--- Your goal ---
Convert every line of the items below into a JSON list of strings, one string per line, omitting blank lines and leaving out the pictures.

(Entries drawn from a collection)
+ + + + + + +
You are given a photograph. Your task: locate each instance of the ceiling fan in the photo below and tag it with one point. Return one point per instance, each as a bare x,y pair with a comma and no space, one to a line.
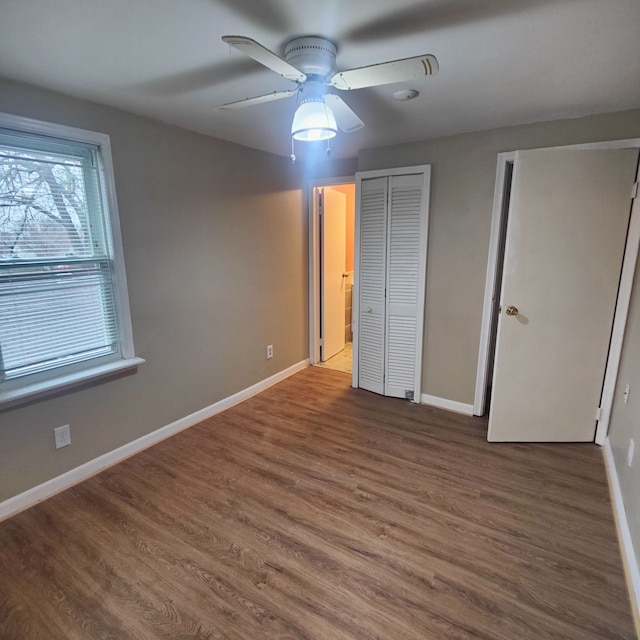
310,62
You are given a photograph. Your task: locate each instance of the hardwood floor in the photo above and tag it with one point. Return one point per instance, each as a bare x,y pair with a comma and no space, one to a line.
315,511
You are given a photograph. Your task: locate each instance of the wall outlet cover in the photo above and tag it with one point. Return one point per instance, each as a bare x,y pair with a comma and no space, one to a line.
62,436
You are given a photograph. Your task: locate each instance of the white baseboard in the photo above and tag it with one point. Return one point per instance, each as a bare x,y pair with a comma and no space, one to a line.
22,501
451,405
629,559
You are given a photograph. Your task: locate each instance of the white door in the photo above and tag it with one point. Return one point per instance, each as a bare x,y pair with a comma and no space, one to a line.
392,218
565,243
406,265
333,217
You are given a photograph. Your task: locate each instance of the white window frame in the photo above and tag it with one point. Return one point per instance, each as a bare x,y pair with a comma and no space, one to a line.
56,380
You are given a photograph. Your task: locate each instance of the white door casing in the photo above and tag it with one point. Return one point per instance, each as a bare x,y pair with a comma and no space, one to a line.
369,331
333,242
565,243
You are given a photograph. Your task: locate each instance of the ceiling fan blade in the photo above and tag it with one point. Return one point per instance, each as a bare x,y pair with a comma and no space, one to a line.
386,73
265,57
249,102
346,118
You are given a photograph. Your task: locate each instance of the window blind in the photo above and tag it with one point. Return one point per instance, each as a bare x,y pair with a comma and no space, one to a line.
57,299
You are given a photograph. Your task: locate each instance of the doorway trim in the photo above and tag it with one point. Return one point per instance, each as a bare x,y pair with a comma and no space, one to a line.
624,290
314,260
491,285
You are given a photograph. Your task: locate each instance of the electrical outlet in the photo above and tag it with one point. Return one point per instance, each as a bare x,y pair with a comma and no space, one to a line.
62,436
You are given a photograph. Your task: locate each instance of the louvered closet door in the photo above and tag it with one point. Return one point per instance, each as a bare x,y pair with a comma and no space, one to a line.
371,285
405,286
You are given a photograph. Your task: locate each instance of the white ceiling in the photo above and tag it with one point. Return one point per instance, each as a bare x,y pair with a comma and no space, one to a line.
502,62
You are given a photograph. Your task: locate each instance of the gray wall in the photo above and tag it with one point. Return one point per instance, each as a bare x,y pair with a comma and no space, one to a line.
215,241
462,184
625,418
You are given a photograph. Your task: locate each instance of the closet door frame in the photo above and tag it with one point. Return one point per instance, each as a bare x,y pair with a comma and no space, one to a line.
425,170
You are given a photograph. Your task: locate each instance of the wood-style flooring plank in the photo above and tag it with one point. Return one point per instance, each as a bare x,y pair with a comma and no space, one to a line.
316,511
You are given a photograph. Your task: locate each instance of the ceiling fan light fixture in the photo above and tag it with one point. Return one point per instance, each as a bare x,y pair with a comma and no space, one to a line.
312,121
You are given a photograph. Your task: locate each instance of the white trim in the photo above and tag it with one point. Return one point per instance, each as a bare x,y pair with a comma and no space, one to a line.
314,261
46,387
619,320
491,286
629,559
22,501
451,405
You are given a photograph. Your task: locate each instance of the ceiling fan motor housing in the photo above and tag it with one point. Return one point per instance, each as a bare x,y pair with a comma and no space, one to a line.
312,55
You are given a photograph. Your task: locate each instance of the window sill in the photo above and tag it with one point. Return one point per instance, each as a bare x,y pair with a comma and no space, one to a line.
37,390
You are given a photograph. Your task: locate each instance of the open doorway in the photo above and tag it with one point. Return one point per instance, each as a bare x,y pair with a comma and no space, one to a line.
332,250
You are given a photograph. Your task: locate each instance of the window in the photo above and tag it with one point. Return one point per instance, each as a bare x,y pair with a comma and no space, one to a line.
64,312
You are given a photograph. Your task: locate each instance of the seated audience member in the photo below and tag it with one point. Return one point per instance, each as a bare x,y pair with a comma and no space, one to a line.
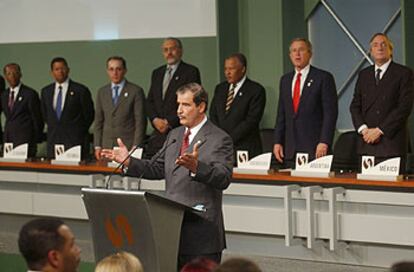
199,265
403,267
238,265
47,244
120,262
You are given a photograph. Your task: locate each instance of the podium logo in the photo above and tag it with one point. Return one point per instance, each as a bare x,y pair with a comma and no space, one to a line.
121,229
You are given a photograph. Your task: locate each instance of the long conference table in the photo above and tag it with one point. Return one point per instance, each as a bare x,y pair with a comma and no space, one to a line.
339,219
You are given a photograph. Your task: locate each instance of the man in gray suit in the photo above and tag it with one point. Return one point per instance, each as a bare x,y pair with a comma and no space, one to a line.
119,110
196,162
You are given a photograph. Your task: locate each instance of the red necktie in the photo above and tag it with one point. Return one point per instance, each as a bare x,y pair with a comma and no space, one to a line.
186,141
296,93
11,100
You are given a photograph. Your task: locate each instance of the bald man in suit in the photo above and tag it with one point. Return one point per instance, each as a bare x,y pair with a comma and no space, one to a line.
+ + + + + + +
--- The output ---
[
  "You are given a photograph. Your task: locate each instance of the ceiling fan in the photo below and tag it with one point. Return one point per instance, each as a bare x,y pair with a comma and no space, one to a line.",
  "310,62",
  "You are given a photograph. Your task: locate each instance of the hardwood floor in the photo above and tag it with one point. Return one point per instance, each as a bare x,y pair with a comma and no space, one to a line.",
  "315,511",
  "You are given a photograph. Your task: locate each instance of the wall outlet cover in the photo above and tag it with one point. Return one point per instance, each as a bare x,y pair with a comma and no space, one to a line.",
  "62,436",
  "You are given a photograph. Your task: locate each instance of the white baseboard in the photo above and tag it with one point. Return one point per instance, each as a bare x,y pair with a comma and no space, one to a line.",
  "22,501",
  "451,405",
  "629,559",
  "You are given a photograph. Your task: locate each instance of the white door in the photo above and tag it with one point. Return one point per instance, each as a bare x,y pair with a comma and no space, one to a line.",
  "392,218",
  "565,243",
  "406,265",
  "333,217",
  "You are given a photograph. Your task: locate each instance of the white window frame in the photo above and tag it with one point. Return one point per instance, each as a bare x,y pair with a comma and no space, one to a line.",
  "56,380",
  "You are given a photograph. Your task: locate each instance of the white door casing in the photo above and tag it with one point. Return one point per instance, each as a bare x,y pair with a comma and no space, one to a line.",
  "369,331",
  "333,242",
  "565,243",
  "You are given a photograph. Your task: locate each instance of the ceiling fan blade in the photo above and tag it with one point. Return one point per instance, each as a bare x,y pair with a comma and no space, one to a line.",
  "386,73",
  "265,57",
  "249,102",
  "346,118",
  "You are given a photograph. Your task: locate each instance of the window blind in the photo above and tag it with one point. Return one point per instance, each as a bare x,y pair with a comma and no space, one to a line.",
  "57,299",
  "You are given a photograph. Your task: locate each instance of the doorway trim in the photo above and tag it with one point. Return one point per instance, each as a bare x,y pair with a comma and no space, one to a line.",
  "624,290",
  "314,260",
  "491,285",
  "You are given a photograph. Your task: locate each instance of the electrical outlet in the photo above and tag it with one point. Return one point per instance, each as a bare x,y pair with a comma and no space, one to a line.",
  "62,436",
  "You are given a photograph. Your task: locate each instance of the louvered closet door in the photo above and tag it with one point. Return one point per instance, each as a bare x,y pair with a comma and no space, one to a line.",
  "371,285",
  "405,286",
  "You are given a photograph. Your task: locate each instance of the white ceiling in the photo above and tag it with one point. Return one point per instance, each as a bare x,y pair with a comma and no space, one to a line.",
  "502,62",
  "You are given a photograph. Your task: locate each instance of the gray wall in the photo above and tag it with one point. Return one point per instance, each as a bare x,y pair with a comma and no space, one to a line.",
  "215,241",
  "462,184",
  "625,418",
  "You are given a photograph. Your task: locate each instance of the closet door frame in the photo above and tag it with one point. Return one point per instance, each as a bare x,y pair with a comma and no space, one to a line.",
  "425,170",
  "You are given a photograph. Your task: locate each instance of the wood-style flooring plank in the photo above and tag it with one point. Return one point per instance, each as a bare x,y pair with a comma and no space, one to a line.",
  "316,511",
  "You are given a photograph. Your task: locate each instance of the ceiling fan light fixture in the photo above and tag it with one point. Return one point per instance, each as a bare x,y pair with a comma and no space, one to a line.",
  "312,121",
  "You are given a photograph. Your task: locate each instance of the white trim in the photo above and tag it with one point. Return one point per instance, each as a bare x,y pair with a comma and no space, one to a line.",
  "314,261",
  "46,387",
  "619,320",
  "491,286",
  "629,559",
  "22,501",
  "451,405",
  "You are given a photograph. Your task: locate each instance of the ceiling fan motor housing in the photo above and tag it with one point. Return one point per instance, each as a bare x,y pair with a comma and no space, one to a line.",
  "312,55",
  "You are given a photograph. Your task: locate each instance of the window sill in the photo above and tag it with one point. Return one point per instance, each as a bare x,y pair with a comma and no space, one to a line.",
  "37,390",
  "You are given a photograph. Your task: locate each instance of the open doorway in the photo above and tag it with one point. Return one point per instance, each as a bare x,y pair with a comma and no space, one to a line.",
  "332,250",
  "You are given a photograph. Your task: locate each instance of the window in the photo above and tag it with one point. Return one point per instance, each as a bare x,y pair with a comma and no space, one to a line.",
  "64,312",
  "You are given a photograph. Your task: locate each instance of the seated audience member in the photo below and tag it with one point. Return one point per instance, each as a bare x,y pair with a comma and no space, one to a line.",
  "199,265",
  "403,267",
  "238,265",
  "47,244",
  "120,262",
  "You are given a photograph. Your task: locate each instance of the podium logo in the photo above and tag it with one point. Return one point per instance, each as a bare x,y pair with a comma and no space, one to a line.",
  "121,229",
  "You are given a photograph. Your task: locate each instance of the long conference table in the photo above and tag it with one point. Return one point per instance, each as a bare x,y pair with a comma and no space, one to a line.",
  "339,219",
  "You are given a photograph. Your task: locate each instance of the man in gray suit in the photo above and tag it with one point. Return one point per instance, each as a bare x,y pair with a comma and no space, one to a line.",
  "119,110",
  "196,162",
  "You are given a photograph. Your task: locate each instance of the red necktie in the photo above and tag it with one point. Return one point per instance, each as a bare x,y pair with a comma and no space, one to a line.",
  "186,141",
  "296,93",
  "11,100",
  "You are given a photograph. Your task: locate each instance of the bald man in suit in the photo above and tag it with one point. Return one point per instance, each as a bare x,y pair with a comma and no space, one to a line."
]